Task item → Across all the records, filter for lines with the word "below" and copy them.

Provided data →
● ● ● ● ●
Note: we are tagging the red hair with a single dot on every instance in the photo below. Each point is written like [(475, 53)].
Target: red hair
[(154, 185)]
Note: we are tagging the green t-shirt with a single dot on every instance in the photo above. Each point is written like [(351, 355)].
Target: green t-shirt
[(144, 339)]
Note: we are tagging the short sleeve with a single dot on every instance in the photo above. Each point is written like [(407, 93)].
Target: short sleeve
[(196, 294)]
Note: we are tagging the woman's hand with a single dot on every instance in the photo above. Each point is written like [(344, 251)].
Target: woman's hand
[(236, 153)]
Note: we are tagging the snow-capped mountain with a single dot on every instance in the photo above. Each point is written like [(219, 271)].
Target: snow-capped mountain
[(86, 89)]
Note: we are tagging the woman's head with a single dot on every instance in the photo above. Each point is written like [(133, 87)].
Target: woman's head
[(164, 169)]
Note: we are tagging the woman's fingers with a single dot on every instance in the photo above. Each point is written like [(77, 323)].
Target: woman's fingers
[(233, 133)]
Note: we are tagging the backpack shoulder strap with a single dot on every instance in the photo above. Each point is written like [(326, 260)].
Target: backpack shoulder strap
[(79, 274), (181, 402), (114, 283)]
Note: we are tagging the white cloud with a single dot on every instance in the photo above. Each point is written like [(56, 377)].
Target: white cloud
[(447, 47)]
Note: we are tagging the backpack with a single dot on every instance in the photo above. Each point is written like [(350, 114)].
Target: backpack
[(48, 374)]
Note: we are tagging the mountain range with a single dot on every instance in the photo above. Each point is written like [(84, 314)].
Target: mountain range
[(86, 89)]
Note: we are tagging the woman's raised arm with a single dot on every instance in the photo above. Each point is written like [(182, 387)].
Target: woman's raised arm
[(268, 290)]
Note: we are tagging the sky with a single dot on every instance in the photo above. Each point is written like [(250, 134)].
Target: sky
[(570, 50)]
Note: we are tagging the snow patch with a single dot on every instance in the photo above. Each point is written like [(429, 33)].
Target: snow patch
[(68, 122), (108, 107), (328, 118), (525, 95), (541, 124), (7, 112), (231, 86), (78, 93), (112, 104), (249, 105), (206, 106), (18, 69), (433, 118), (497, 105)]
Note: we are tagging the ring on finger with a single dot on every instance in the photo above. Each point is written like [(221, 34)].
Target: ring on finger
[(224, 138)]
● ● ● ● ●
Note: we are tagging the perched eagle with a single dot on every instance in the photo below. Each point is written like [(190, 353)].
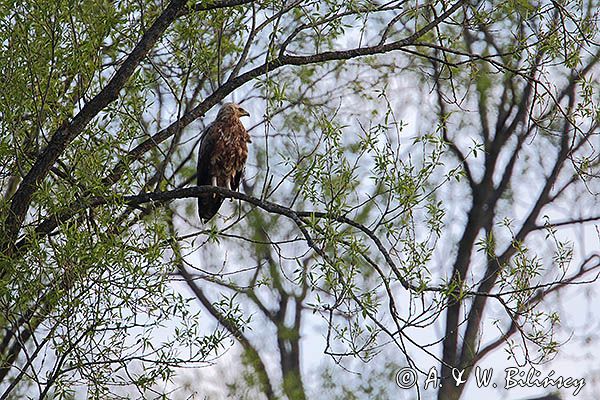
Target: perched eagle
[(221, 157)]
● ● ● ● ●
Result of the exercise →
Note: we are tagging the red hair with a single dot on every instance in the photo below. Each point is written like [(475, 53)].
Note: we are tagging the perched eagle with a single dot on every instance in the photo below. Each point is written like [(190, 353)].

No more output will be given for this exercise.